→ **Work request 1**
In the simplexin degradation paper, at what temperature and for how long was Pimelea plant material incubated in field-collected soil without showing any simplexin degradation?
→ **Work request 2**
Please list every keyword given for the simplexin degradation paper.

Abiotic Degradation of the Toxin Simplexin by Soil Collected from a Pimelea-Infested Paddock

Abstract

Pimelea poisoning of cattle is caused by the toxin simplexin present in native Pimelea plant species. Surface weathering and burial of Pimelea plant material under soil in Pimelea-infested pastures previously showed simplexin degradation, suggesting soil microbial metabolism and/or abiotic degradation of simplexin in the field. This current study investigated whether soil from a Pimelea-infested paddock was capable of simplexin degradation in the laboratory. The effects of temperature on isolated simplexin levels and simplexin levels in Pimelea plant material treated with field-collected soil, acid-washed sand or bentonite were determined. Pimelea plant material incubated in field-collected soil at 22 °C for seven days did not show any simplexin degradation. Isolated simplexin preadsorbed to field-collected soil, acid-washed sand or bentonite showed simplexin decrease after one hour of incubation at 100 °C with three breakdown products identified by UPLC-MS/MS, indicating that toxin breakdown can be a heat-induced process rather than a microbial-based metabolism. Decreased simplexin levels were observed in Pimelea plant material mixed with acid-washed sand under similar incubation conditions. Overall, the study showed the field-collected soil did not contain soil microorganisms capable of simplexin metabolism within a short period of time. However, the co-exposure to high temperature resulted in significant abiotic simplexin breakdown, without microorganism involvement, with the product structures suggesting that the degradation was a heat promoted acid hydrolysis/elimination process. Overall, this study demonstrated that simplexin breakdown in the field could be a thermal abiotic process with no indication of microbial involvement.

Keywords: Pimelea; hydrolysis; mass spectrometry; plant toxin; simplexin.

Figure 1

Structure of simplexin (1), a daphnane orthoester with a C9 saturated fatty acid chain.

Figure 2

Structure of phorbol 12-myristate 13-acetate (2), a tetracyclic diterpenoid with two hydroxyl groups on neighboring carbon atoms esterified to a fatty acid/acetic acid.

Figure 3

Summary of experiments using milled Pimelea plant material and isolated simplexin, with soil, sand and bentonite.

Figure 4

Percentage isolated simplexin decrease for each autoclaved binding agent (n = 3) after heat treatment for 1 h relative to negative control (100%). Significant differences between treatment groups vs. negative controls (no heat treatment) are indicated by asterisks (p < 0.05).

Figure 5

Percentage simplexin decrease in Pimelea plant material (n = 3) for autoclaved soil, sand and bentonite materials after heat treatment for 1 h relative to negative control (100%). Significant differences between treatment groups vs. negative controls (no heat treatment) are indicated by asterisks (p < 0.05).

Figure 6

Proposed chemical structures of ring-opened simplexin breakdown products (3), (4) and (5) corresponding to their respective identified molecular formulae based on HRAMS, with stereochemistry and regiochemistry of the C6/C7 in (5) not determined. Monoester polyol (6) although observed previously in acid hydrolysis studies [35] was not detected in the current degradation studies.

Figure 7

Extracted ion chromatogram of simplexin degradation products (3), (4) and (5) in field-collected soil bound simplexin after one hour incubation at 100 °C showing their transitions in positive ionisation mode using typical simplexin fragment ions. Similar chromatogram patterns were observed for simplexin similarly treated with acid-washed sand and bentonite samples.

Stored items

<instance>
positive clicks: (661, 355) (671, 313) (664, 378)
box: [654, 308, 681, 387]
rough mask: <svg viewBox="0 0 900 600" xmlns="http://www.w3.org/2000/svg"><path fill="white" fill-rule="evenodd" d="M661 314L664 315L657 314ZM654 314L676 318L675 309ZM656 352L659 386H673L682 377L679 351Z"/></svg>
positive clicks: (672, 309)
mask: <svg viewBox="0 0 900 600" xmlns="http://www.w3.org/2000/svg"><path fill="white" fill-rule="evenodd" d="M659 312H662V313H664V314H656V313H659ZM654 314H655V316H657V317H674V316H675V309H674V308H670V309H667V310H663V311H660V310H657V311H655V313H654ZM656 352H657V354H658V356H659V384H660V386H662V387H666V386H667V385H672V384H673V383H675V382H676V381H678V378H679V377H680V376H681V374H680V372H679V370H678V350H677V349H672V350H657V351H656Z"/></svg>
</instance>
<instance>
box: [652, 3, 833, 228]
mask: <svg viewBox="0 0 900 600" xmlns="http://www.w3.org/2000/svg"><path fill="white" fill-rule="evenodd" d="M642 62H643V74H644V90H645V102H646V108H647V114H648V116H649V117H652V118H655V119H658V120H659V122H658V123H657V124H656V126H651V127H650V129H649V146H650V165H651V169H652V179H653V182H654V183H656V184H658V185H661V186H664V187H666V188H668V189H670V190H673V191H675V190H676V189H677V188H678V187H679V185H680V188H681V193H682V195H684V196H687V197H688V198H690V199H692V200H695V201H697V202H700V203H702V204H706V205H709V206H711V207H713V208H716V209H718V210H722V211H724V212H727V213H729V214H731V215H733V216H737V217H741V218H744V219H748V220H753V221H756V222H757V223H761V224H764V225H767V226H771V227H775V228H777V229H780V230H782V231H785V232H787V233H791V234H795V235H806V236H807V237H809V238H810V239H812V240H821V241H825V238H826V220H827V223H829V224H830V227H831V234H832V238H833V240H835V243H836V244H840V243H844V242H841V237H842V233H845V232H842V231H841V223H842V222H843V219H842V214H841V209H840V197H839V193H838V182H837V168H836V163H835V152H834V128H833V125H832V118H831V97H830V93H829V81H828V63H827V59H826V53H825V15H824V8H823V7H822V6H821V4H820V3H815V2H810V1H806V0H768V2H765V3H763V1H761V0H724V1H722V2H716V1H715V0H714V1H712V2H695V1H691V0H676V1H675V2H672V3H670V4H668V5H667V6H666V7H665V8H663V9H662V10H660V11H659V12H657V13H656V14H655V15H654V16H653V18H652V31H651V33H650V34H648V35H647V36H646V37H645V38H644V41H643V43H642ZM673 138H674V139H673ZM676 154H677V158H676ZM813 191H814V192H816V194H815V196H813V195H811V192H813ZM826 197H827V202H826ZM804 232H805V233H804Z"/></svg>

==

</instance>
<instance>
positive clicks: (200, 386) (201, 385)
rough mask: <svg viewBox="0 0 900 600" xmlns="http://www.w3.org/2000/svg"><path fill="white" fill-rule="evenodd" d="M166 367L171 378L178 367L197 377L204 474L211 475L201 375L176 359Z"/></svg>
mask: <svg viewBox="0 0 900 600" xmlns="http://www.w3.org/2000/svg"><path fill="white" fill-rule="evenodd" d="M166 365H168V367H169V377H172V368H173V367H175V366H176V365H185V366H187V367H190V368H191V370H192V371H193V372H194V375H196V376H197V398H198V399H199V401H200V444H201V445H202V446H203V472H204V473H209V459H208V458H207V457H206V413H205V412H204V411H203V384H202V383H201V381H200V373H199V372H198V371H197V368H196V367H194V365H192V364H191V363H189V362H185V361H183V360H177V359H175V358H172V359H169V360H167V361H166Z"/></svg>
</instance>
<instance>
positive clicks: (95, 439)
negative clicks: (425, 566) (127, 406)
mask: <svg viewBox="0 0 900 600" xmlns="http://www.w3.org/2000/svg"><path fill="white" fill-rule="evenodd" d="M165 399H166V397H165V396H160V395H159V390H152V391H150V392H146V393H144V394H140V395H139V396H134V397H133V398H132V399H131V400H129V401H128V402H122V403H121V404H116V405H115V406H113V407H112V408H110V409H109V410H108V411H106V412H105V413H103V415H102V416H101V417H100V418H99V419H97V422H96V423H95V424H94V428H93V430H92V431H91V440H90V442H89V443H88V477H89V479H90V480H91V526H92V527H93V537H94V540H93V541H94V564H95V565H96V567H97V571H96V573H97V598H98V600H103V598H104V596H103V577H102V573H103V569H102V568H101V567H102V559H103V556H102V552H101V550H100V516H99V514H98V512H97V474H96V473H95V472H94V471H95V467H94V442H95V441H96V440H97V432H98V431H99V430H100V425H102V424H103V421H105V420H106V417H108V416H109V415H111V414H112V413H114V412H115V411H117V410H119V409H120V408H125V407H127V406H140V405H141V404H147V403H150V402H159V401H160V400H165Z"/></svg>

→ **Exercise output 1**
At 22 °C for seven days.

→ **Exercise output 2**
Pimelea; hydrolysis; mass spectrometry; plant toxin; simplexin.